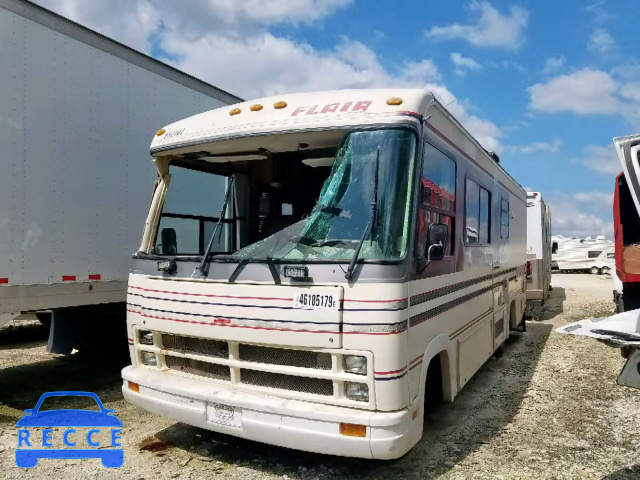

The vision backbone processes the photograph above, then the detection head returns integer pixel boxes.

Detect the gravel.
[1,273,639,479]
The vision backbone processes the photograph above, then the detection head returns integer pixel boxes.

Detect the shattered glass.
[234,128,416,262]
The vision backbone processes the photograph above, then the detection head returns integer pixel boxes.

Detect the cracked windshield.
[234,128,416,262]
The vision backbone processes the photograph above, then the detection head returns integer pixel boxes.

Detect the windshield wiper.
[199,175,235,276]
[345,149,379,280]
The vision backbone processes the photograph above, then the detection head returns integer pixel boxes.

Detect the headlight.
[345,382,369,402]
[138,329,153,345]
[140,351,157,366]
[343,355,367,375]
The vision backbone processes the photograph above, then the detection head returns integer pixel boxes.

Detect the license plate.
[293,291,339,310]
[206,403,242,428]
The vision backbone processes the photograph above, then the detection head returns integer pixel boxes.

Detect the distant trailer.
[551,236,613,272]
[525,192,551,303]
[0,0,241,350]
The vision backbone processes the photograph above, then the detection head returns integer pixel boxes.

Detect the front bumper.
[122,366,421,459]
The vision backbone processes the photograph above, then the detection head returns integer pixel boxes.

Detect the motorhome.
[121,89,528,459]
[551,235,613,272]
[526,192,552,303]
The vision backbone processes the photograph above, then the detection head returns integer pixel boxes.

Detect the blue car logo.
[15,391,123,468]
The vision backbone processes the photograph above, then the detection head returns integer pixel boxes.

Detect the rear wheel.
[35,312,52,327]
[601,267,611,275]
[590,266,600,275]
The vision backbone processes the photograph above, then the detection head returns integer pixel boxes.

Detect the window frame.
[152,164,238,256]
[464,176,492,246]
[418,141,457,258]
[500,198,510,239]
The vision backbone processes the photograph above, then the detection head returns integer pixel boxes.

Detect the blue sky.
[35,0,640,237]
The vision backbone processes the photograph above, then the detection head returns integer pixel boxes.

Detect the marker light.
[250,104,263,111]
[229,108,241,116]
[273,101,287,109]
[343,355,367,375]
[340,423,366,437]
[345,382,369,402]
[386,97,403,105]
[156,129,166,136]
[128,381,140,393]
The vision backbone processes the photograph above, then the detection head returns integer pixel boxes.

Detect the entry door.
[492,259,508,349]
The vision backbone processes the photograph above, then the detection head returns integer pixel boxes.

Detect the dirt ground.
[1,273,639,479]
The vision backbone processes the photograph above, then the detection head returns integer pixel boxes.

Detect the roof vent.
[488,151,500,163]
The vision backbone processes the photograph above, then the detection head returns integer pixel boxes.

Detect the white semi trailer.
[0,0,241,352]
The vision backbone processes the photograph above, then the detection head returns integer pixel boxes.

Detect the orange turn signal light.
[273,101,287,109]
[250,104,263,112]
[156,129,166,136]
[128,381,140,393]
[386,97,403,106]
[340,423,366,437]
[229,107,241,116]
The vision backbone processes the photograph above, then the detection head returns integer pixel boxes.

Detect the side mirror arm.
[426,241,443,261]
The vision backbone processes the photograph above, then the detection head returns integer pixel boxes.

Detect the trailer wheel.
[35,312,52,327]
[589,266,600,275]
[601,267,611,275]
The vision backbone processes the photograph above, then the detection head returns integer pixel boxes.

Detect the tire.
[590,267,600,275]
[601,267,611,275]
[35,311,52,327]
[616,295,624,314]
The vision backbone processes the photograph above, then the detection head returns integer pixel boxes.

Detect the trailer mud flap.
[618,349,640,389]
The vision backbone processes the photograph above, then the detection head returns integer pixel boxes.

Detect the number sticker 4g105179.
[292,290,339,311]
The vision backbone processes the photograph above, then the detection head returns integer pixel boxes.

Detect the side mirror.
[160,228,177,255]
[426,223,448,262]
[552,242,558,254]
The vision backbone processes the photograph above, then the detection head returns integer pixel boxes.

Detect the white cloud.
[505,138,562,154]
[528,68,621,115]
[551,207,613,238]
[588,28,615,54]
[585,0,615,23]
[542,56,566,75]
[570,144,621,175]
[548,193,614,238]
[425,1,528,50]
[573,191,614,208]
[450,52,483,76]
[33,0,504,154]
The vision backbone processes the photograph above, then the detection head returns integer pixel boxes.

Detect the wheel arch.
[418,334,456,403]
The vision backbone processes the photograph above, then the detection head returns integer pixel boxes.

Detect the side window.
[419,143,456,256]
[465,178,491,245]
[500,198,509,239]
[155,166,233,255]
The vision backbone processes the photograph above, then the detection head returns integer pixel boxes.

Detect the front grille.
[240,369,333,396]
[162,334,228,358]
[165,356,230,381]
[144,332,371,406]
[239,344,332,370]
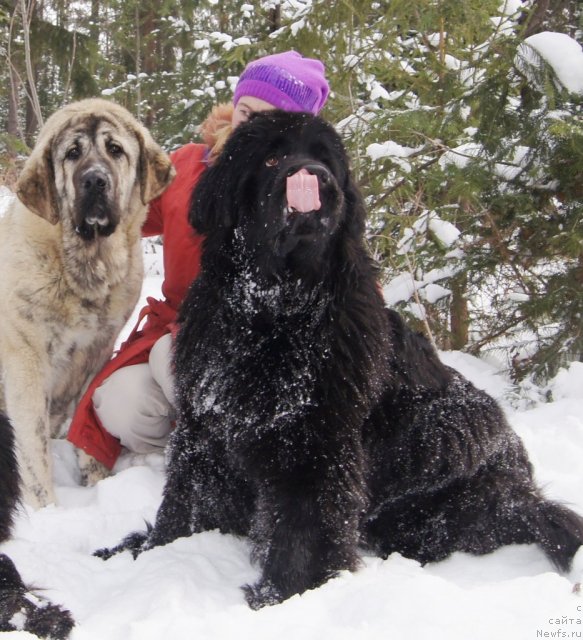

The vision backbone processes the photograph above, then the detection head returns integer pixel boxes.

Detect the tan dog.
[0,99,174,508]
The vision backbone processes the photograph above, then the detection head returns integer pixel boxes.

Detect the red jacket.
[67,143,208,468]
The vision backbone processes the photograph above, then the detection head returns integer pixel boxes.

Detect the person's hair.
[200,103,234,163]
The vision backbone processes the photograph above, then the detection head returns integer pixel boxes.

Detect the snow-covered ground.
[1,189,583,639]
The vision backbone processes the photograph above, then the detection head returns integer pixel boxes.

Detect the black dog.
[0,413,74,637]
[99,111,583,609]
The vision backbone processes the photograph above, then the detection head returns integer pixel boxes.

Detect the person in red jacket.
[67,51,330,471]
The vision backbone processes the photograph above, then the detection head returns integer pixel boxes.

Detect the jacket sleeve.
[142,144,205,237]
[143,196,164,236]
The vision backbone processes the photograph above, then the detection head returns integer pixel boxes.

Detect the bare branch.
[19,0,44,128]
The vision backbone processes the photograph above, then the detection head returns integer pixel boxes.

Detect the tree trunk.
[7,63,21,142]
[450,273,469,351]
[21,0,43,141]
[268,4,281,32]
[519,0,576,38]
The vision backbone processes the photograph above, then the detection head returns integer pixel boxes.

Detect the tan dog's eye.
[265,156,278,167]
[65,146,81,160]
[108,142,124,158]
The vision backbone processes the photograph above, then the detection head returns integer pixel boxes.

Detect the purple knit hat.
[233,51,329,115]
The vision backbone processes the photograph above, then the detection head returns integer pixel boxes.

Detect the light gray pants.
[93,333,175,454]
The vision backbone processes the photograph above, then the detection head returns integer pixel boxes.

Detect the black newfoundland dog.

■ ■ ■

■ Exercise details
Output the material word for word. Pictures do not go in.

■ Answer to this task
The vision backbone processes the photograph above, then the detection head returns integer pixel boxes.

Detect the gravel.
[1,273,639,479]
The vision backbone processes the photograph above, then the detection head returns integer pixel boxes.

Detect the shattered glass.
[234,128,416,262]
The vision backbone processes the photograph above, then the detection head returns integer pixel boxes.

Detect the cracked windshield.
[234,128,416,262]
The vision backbone processes the photograph above, then the detection head returns integer pixel boxes.

Detect the windshield wiper.
[199,175,235,276]
[345,149,379,280]
The vision backbone processes the photograph above, then the detection head returns integer pixel boxes.

Detect the headlight.
[345,382,369,402]
[138,329,153,345]
[140,351,157,366]
[343,355,367,375]
The vision backbone processes the photograph above, then the detection head returns integer pixel boxes.

Detect the license plate.
[293,291,339,310]
[206,403,242,428]
The vision backbone processes the photograph above, then the detection head returns integer pixel boxes.

Detect the distant trailer.
[551,236,613,272]
[525,192,551,303]
[0,0,241,350]
The vision backbone processes the photograph above, then the detection head returns integer pixel boxes.

Detect the front bumper.
[122,366,421,459]
The vision backbone processes the photograph above, then the detection head returns integer pixel boxes.

Detect the motorhome.
[121,89,528,459]
[551,235,613,272]
[526,192,552,303]
The vision backbone processes the photograph above, then the detection head returns integer pixel boxes.

Detect the blue car logo.
[15,391,123,468]
The vision backbone processes the photograph above, then the detection head returns integer pixel boxes.

Detect the rear wheel.
[35,312,52,327]
[601,267,611,275]
[590,266,600,275]
The vision backbone processes the photograph above, then the detection head returns integer pixel boxes.

Detect the window frame.
[152,164,238,256]
[464,176,492,246]
[418,141,457,258]
[500,198,510,239]
The vision backbone processes the photograph above, then the detection head returns integer pixel boxes.

Detect the blue sky.
[35,0,640,237]
The vision backbone processes the photograph above, then the detection head returns integer pixel boxes.

Detect the marker light.
[250,104,263,111]
[229,108,241,116]
[273,101,287,109]
[343,355,367,375]
[340,423,366,437]
[345,382,369,402]
[386,97,403,105]
[156,129,166,136]
[128,381,140,393]
The vision backbone processes the photograph above, then the detection head returns integer pixel boxes.

Detect the entry door.
[492,259,508,349]
The vision backbone processes the photograph above, then the detection head returns integer pixel boxes.

Detect the dirt ground.
[1,273,639,479]
The vision backbone processes the photograph above, then the detection head returns integer pixel boxes.

Detect the roof vent.
[488,151,500,163]
The vision backbone processes the photograph above, then the detection head returns integer pixel boxes.

Detect the white semi trailer.
[0,0,241,352]
The vision backbone processes the photograph above, then the detection head returns integer pixel boxes.

Detect the orange turn signal light.
[273,101,287,109]
[250,104,263,112]
[156,129,166,136]
[128,381,140,393]
[386,97,403,106]
[340,423,366,437]
[229,107,241,116]
The vision backbone processes the photograph above, then the detection head returns integer pixel boxes.

Detect the side mirror arm.
[426,241,443,261]
The vision backbone processes the photograph above, then the detection head returns integer pixel boxes.

Detect the trailer wheel.
[35,312,52,327]
[589,266,600,275]
[601,267,611,275]
The vision backbone processes the photograph above, then the detection head returns integer pixel boxes.

Detect the tire.
[590,267,600,275]
[601,267,611,275]
[35,311,52,327]
[616,295,624,314]
The vision backbone processes the photograph above, then the detection head returns integer pixel boxes.

Detect the trailer mud flap.
[618,349,640,389]
The vision backbone processes the photograph above, then the detection head returns integer pixel boxes.

Detect the number sticker 4g105179.
[292,290,339,311]
The vision backbone processes the photograph above, then the detection head returns integer pixel boxes.

Detect the side mirror.
[160,228,177,255]
[426,223,448,262]
[552,242,558,254]
The vision backbone processes the photograph above, then the detection head returns integer pixel boxes.

Detect the white cloud.
[505,138,562,154]
[528,68,621,115]
[551,207,613,238]
[588,28,615,54]
[585,0,615,23]
[542,56,566,75]
[570,144,621,175]
[548,193,614,238]
[425,1,528,50]
[573,191,614,208]
[450,52,483,76]
[33,0,504,154]
The vision backbone processes the photograph above, then the detection head returns integer pixel boxes.

Detect the wheel arch.
[418,334,456,403]
The vision backbone processes the photograph above, then the detection head returns integer pixel boxes.

Detect the side window.
[419,143,456,256]
[465,178,491,245]
[500,198,509,239]
[155,166,233,255]
The vision backbone processes the photograph above, then the detection head returns integer pixel boxes.

Detect the front grille.
[240,369,333,396]
[162,334,228,358]
[165,356,230,381]
[144,332,371,406]
[239,344,332,370]

The vision backbone processes the photograph above, then the detection head returns integer pixel boxes.

Detect the tan dog.
[0,99,174,508]
The vision backbone processes the photograph above, then the detection head returns integer pixel boxes.

Detect the red jacket.
[67,143,208,468]
The vision backbone processes the photograph above, then the detection head returns integer pixel boxes.

Detect the person's hair.
[200,103,234,163]
The vision backbone processes the photograph above, then the detection head returns integer pixel boxes.

Detect the snow-covered ground.
[1,189,583,639]
The vision backbone processes the photograph above, then the detection head returns integer pixel boxes.

Detect the black dog.
[0,413,74,637]
[99,111,583,609]
The vision backbone processes the photograph above, then the detection head returns integer pixel boxes.

Detect the person in red jacket.
[67,51,330,471]
The vision backbone processes the photograph above, then the detection head returns integer pixel boxes.

Detect the jacket sleeve.
[142,144,205,237]
[143,196,164,236]
The vision backbone processes the photograph above, then the detection head returns integer pixel boxes.

Detect the bare branch.
[19,0,44,128]
The vision backbone processes the photograph above, then the detection head returns integer pixel boxes.

Detect the tree trunk.
[7,63,21,142]
[450,273,469,351]
[21,0,43,141]
[268,4,281,32]
[519,0,576,38]
The vision backbone processes the photograph above, then the detection head returns integer pixel boxes.

Detect the tan dog's eye.
[265,156,278,167]
[65,146,81,160]
[108,142,124,158]
The vision backbone processes the photograph above, then the detection head returns integer pixel boxes.

Detect the purple knit hat.
[233,51,329,115]
The vision backbone processes the photograph above, then the detection head returns integer pixel boxes.

Detect the light gray pants.
[93,333,175,454]
The vision backbone processes the photograph above, then the detection head returns integer pixel boxes.

Detect the black newfoundland dog.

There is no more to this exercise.